*DIRECTIONS FOR THIS TASK*.
Print each of the lines below again, character for character, with nothing changed.

--- --- ---

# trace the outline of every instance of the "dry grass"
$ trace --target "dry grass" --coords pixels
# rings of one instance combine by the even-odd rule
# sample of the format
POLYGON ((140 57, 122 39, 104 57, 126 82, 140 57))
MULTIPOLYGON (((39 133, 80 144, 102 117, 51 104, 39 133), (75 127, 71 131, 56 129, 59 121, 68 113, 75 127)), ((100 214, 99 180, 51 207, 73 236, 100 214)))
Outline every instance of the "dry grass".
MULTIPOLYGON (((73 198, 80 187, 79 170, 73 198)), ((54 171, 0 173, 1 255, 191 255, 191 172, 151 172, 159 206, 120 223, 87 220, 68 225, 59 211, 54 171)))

--- --- ---

*OUTPUT FOR THIS TASK*.
# trace the outline of every instance of the "dry grass"
$ trace --target "dry grass" --coords pixels
# rings of one instance combine by the even-odd rule
# sample of the format
POLYGON ((140 57, 122 39, 104 57, 126 82, 140 57))
MULTIPOLYGON (((39 133, 80 144, 102 117, 51 104, 39 133), (75 127, 71 131, 56 129, 59 121, 68 113, 75 127)), ((100 214, 99 180, 51 207, 73 236, 100 214)))
Outline every instance of the "dry grass".
MULTIPOLYGON (((73 198, 80 187, 79 170, 73 198)), ((54 171, 0 173, 1 255, 191 255, 191 172, 151 172, 159 206, 120 223, 87 220, 68 225, 59 211, 54 171)))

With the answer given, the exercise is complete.